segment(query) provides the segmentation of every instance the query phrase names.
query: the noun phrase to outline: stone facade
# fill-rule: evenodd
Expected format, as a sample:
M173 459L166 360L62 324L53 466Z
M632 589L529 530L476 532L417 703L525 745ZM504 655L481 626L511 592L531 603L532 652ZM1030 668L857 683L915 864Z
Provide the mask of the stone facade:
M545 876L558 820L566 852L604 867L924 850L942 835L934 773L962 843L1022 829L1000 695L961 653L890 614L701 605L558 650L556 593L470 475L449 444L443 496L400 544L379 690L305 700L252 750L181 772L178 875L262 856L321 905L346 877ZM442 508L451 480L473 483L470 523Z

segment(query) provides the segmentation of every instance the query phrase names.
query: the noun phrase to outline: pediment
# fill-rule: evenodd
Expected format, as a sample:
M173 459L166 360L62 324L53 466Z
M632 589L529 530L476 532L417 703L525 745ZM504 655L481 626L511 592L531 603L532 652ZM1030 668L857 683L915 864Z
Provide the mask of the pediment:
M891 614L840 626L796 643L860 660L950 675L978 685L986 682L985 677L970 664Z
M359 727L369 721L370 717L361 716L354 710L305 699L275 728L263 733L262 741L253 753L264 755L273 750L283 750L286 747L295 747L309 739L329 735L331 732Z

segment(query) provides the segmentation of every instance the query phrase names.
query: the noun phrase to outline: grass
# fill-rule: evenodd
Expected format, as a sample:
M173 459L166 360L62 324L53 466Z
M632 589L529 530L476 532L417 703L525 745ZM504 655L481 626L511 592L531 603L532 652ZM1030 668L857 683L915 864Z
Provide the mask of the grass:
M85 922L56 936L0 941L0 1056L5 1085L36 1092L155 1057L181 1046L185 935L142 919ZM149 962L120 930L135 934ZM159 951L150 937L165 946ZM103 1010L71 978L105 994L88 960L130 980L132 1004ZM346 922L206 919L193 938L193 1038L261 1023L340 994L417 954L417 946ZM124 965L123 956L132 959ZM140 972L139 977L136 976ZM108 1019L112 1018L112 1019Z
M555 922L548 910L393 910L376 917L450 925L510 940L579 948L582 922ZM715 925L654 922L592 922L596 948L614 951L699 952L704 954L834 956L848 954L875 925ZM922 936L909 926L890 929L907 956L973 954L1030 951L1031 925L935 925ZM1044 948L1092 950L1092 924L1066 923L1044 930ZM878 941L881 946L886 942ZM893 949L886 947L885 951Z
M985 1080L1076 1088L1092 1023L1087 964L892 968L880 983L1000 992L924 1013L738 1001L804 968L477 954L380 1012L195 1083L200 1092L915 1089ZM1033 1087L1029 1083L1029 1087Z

# # # # #

* [Exercise objective]: Copy out every line of the items above in which the word "facade" appears.

* [Full answer]:
query: the noun phrase to outline: stone facade
Provide the mask of the stone facade:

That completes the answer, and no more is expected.